Task details: Produce an exact transcription of every entry.

Dataset items:
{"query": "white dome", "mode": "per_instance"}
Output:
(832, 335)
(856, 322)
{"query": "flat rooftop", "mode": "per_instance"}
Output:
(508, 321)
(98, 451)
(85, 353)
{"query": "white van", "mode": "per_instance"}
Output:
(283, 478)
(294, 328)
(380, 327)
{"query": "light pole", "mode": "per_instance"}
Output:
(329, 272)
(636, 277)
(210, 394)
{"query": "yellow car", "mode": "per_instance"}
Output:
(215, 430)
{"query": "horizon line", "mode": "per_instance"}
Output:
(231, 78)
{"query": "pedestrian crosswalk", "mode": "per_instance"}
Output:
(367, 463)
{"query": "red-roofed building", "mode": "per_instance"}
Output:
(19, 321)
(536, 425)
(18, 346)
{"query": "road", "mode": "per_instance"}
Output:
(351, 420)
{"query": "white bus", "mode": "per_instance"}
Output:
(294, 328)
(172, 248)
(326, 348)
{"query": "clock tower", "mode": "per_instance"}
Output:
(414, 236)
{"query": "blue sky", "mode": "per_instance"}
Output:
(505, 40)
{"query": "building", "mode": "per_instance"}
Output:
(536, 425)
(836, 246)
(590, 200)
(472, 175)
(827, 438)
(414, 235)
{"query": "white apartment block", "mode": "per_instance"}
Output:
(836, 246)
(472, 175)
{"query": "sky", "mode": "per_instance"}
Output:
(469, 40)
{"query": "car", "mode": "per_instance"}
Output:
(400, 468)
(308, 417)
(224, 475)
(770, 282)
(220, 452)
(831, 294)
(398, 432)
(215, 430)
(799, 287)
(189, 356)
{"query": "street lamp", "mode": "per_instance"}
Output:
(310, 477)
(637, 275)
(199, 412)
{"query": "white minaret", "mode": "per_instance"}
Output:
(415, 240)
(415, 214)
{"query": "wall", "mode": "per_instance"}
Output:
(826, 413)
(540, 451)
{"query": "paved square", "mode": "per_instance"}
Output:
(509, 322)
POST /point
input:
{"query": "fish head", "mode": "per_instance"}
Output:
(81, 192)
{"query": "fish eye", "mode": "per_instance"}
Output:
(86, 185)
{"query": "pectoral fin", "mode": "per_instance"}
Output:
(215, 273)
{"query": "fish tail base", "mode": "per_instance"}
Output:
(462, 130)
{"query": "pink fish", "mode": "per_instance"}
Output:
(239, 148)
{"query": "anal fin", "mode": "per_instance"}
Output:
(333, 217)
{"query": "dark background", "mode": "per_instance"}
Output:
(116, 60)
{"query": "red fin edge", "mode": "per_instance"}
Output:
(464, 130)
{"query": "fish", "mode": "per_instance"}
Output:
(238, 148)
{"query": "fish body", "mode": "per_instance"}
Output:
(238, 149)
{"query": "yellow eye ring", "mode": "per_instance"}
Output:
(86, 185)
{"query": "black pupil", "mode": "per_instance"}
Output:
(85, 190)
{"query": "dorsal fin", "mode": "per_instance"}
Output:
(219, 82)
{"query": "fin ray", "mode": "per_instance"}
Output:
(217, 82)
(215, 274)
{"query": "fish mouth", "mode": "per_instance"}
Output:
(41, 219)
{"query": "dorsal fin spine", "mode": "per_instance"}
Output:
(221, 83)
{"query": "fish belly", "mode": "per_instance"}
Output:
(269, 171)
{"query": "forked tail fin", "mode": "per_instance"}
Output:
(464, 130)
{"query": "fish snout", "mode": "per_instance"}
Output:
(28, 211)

Task output:
{"query": "white dome", "mode": "per_instance"}
Output:
(832, 335)
(856, 322)
{"query": "flat rooftop", "mode": "per_instance"}
Output:
(508, 321)
(98, 451)
(85, 353)
{"query": "white van", "mode": "per_instance"}
Output:
(283, 478)
(294, 328)
(380, 327)
{"query": "light pole", "mode": "per_instance"}
Output:
(329, 272)
(636, 277)
(210, 394)
{"query": "yellow car", "mode": "per_instance"}
Output:
(215, 430)
{"query": "horizon line", "mode": "per_instance"}
Output:
(231, 78)
{"query": "pedestrian crosswalk", "mode": "per_instance"}
Output:
(367, 463)
{"query": "red-roofed building", "mode": "per_instance"}
Output:
(19, 321)
(536, 425)
(18, 346)
{"query": "road", "mode": "per_instance"}
Output:
(351, 420)
{"query": "white bus", "mode": "per_instance"}
Output:
(294, 328)
(172, 248)
(326, 348)
{"query": "clock tower", "mode": "per_instance"}
Output:
(414, 236)
{"query": "blue sky", "mode": "per_instance"}
Output:
(505, 40)
{"query": "building", "mode": "per_instance"}
Output:
(536, 425)
(836, 246)
(590, 200)
(472, 175)
(827, 438)
(414, 235)
{"query": "white apartment block", "mode": "per_instance"}
Output:
(836, 246)
(472, 175)
{"query": "sky", "mode": "per_instance"}
Output:
(469, 40)
{"query": "car", "mode": "per_instance"}
Output:
(400, 468)
(308, 417)
(224, 475)
(770, 282)
(220, 452)
(831, 294)
(398, 432)
(215, 430)
(799, 287)
(189, 356)
{"query": "street lamp", "mode": "per_instance"}
Output:
(310, 477)
(637, 275)
(199, 412)
{"query": "white minaret", "mode": "per_instance"}
Output:
(415, 240)
(415, 214)
{"query": "wall", "mode": "per_instance"}
Output:
(826, 413)
(540, 451)
{"query": "paved square", "mode": "per_instance"}
Output:
(509, 322)
POST /point
input:
{"query": "fish head", "mode": "per_instance"}
Output:
(81, 192)
{"query": "fish eye", "mode": "per_instance"}
Output:
(86, 185)
{"query": "pectoral fin", "mode": "per_instance"}
Output:
(215, 273)
{"query": "fish tail base", "mode": "per_instance"}
Output:
(462, 130)
{"query": "pink fish", "mode": "per_instance"}
Output:
(239, 148)
{"query": "anal fin", "mode": "per_instance"}
Output:
(333, 217)
{"query": "dark background", "mode": "per_instance"}
Output:
(116, 60)
{"query": "red fin edge", "mode": "per_instance"}
Output:
(464, 130)
{"query": "fish", "mode": "per_instance"}
Output:
(238, 148)
{"query": "fish body", "mode": "per_instance"}
Output:
(238, 149)
{"query": "yellow eye ring", "mode": "per_instance"}
Output:
(86, 185)
{"query": "black pupil", "mode": "per_instance"}
Output:
(85, 190)
{"query": "dorsal fin", "mode": "per_instance"}
Output:
(219, 82)
{"query": "fin ray", "mode": "per_instance"}
Output:
(217, 82)
(215, 274)
{"query": "fish mouth", "mode": "per_instance"}
Output:
(41, 219)
{"query": "dorsal fin spine", "mode": "per_instance"}
Output:
(221, 83)
{"query": "fish belly", "mode": "per_instance"}
Output:
(269, 171)
{"query": "forked tail fin", "mode": "per_instance"}
Output:
(464, 130)
{"query": "fish snout", "mode": "per_instance"}
Output:
(28, 211)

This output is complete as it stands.